_PASSAGE_:
Python library containing BART query generation and BERT-based Siamese models for neural retrieval.

Overview

Neural Retrieval

License

Embedding-based Zero-shot Retrieval through Query Generation leverages query synthesis over large corpuses of unlabeled text (such as Wikipedia) to pre-train siamese neural retrieval models. The resulting models significantly improve over previous BM25 baselines as well as state-of-the-art neural methods.

This package provides support for leveraging BART-large for query synthesis as well as code for training and finetuning a transformer based neural retriever. We also provide pre-generated synthetic queries on Wikipedia, and relevant pre-trained models that are obtainable through our download scripts.

Paper: Davis Liang*, Peng Xu*, Siamak Shakeri, Cicero Nogueira dos Santos, Ramesh Nallapati, Zhiheng Huang, Bing Xiang, Embedding-based Zero-shot Retrieval through Query Generation, 2020.

_ACTION ITEM_:
Can you reproduce the full description of the neural retrieval library above, word for word?

_DATASET EXCERPTS_:
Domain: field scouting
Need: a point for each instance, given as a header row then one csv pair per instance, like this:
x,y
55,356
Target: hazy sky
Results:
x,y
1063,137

_FINAL ANSWER_:
Python library containing BART query generation and BERT-based Siamese models for neural retrieval.

Overview

Neural Retrieval

License

Embedding-based Zero-shot Retrieval through Query Generation leverages query synthesis over large corpuses of unlabeled text (such as Wikipedia) to pre-train siamese neural retrieval models. The resulting models significantly improve over previous BM25 baselines as well as state-of-the-art neural methods.

This package provides support for leveraging BART-large for query synthesis as well as code for training and finetuning a transformer based neural retriever. We also provide pre-generated synthetic queries on Wikipedia, and relevant pre-trained models that are obtainable through our download scripts.

Paper: Davis Liang*, Peng Xu*, Siamak Shakeri, Cicero Nogueira dos Santos, Ramesh Nallapati, Zhiheng Huang, Bing Xiang, Embedding-based Zero-shot Retrieval through Query Generation, 2020.